Reproduce the rows from the start through the line containing "224), (123, 223)]", substituting "dead leaf" for every occurrence of "fallen leaf" and leaving everything else unchanged.

— start of Given data —

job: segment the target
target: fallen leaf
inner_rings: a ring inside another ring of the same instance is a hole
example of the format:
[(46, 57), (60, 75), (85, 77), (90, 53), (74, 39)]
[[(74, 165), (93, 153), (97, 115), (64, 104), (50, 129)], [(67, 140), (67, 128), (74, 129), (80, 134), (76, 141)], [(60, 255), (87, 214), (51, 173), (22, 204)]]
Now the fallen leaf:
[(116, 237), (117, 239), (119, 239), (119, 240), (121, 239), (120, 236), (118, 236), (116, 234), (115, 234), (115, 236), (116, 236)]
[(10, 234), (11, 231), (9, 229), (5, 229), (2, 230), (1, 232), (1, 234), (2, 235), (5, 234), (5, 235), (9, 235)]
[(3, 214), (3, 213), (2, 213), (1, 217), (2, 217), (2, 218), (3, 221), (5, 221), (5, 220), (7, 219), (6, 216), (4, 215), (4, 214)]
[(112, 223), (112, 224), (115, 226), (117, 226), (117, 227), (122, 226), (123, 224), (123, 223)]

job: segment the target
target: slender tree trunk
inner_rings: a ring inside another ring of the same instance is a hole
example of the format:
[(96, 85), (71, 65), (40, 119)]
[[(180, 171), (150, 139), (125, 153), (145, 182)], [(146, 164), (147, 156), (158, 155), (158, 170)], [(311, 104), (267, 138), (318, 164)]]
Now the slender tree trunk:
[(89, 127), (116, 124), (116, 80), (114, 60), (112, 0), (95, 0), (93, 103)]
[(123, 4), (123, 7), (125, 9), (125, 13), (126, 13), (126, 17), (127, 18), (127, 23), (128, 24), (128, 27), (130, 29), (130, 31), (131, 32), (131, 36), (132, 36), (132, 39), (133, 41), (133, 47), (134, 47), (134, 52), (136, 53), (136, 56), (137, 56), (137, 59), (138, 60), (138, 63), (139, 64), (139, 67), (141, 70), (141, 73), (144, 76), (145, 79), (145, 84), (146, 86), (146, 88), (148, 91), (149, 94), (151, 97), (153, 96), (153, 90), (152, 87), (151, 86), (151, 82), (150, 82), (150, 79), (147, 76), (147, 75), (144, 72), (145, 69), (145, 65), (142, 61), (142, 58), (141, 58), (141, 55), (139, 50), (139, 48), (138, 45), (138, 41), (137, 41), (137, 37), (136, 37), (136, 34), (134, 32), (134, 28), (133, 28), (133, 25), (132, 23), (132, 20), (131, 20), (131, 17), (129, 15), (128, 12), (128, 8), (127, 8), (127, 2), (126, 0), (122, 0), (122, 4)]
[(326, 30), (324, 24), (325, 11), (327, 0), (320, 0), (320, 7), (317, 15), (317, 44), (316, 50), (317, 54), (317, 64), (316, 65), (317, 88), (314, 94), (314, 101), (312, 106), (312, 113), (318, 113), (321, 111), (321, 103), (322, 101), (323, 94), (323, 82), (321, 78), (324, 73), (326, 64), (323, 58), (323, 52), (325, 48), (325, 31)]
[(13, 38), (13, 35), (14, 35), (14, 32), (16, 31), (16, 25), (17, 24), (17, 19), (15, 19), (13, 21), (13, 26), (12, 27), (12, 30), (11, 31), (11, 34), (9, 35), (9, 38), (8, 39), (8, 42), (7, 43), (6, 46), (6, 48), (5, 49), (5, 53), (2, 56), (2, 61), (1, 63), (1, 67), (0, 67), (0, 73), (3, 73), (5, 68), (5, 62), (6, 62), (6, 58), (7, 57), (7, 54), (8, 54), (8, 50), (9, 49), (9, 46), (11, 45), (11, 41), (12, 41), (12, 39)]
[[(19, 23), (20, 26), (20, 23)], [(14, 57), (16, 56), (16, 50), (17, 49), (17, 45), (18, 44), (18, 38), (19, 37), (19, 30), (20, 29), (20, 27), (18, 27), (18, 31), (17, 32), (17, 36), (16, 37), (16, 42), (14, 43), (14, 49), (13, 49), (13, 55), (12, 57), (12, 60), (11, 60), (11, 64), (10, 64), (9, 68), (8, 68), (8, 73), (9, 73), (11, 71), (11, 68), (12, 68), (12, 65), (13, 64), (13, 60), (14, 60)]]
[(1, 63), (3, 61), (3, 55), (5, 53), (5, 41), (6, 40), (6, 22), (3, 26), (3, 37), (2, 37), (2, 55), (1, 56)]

— end of Given data —

*Correct result:*
job: segment the target
target: dead leaf
inner_rings: a ring inside another ring of the same instance is a hole
example of the format:
[(46, 57), (60, 75), (85, 77), (90, 53), (74, 39)]
[[(74, 165), (93, 153), (97, 115), (64, 104), (50, 129)], [(67, 140), (67, 128), (74, 129), (80, 134), (76, 141)], [(60, 255), (87, 214), (51, 173), (22, 204)]]
Now the dead leaf:
[(116, 237), (117, 239), (119, 239), (119, 240), (121, 239), (120, 236), (118, 236), (116, 234), (115, 234), (115, 236), (116, 236)]
[(10, 234), (11, 231), (9, 229), (5, 229), (2, 230), (1, 232), (1, 234), (2, 235), (5, 234), (5, 235), (9, 235)]
[(3, 214), (3, 213), (2, 213), (1, 217), (2, 217), (2, 218), (3, 221), (5, 221), (5, 220), (7, 219), (6, 216), (4, 215), (4, 214)]
[(112, 223), (112, 224), (115, 226), (117, 226), (117, 227), (122, 226), (123, 224), (123, 223)]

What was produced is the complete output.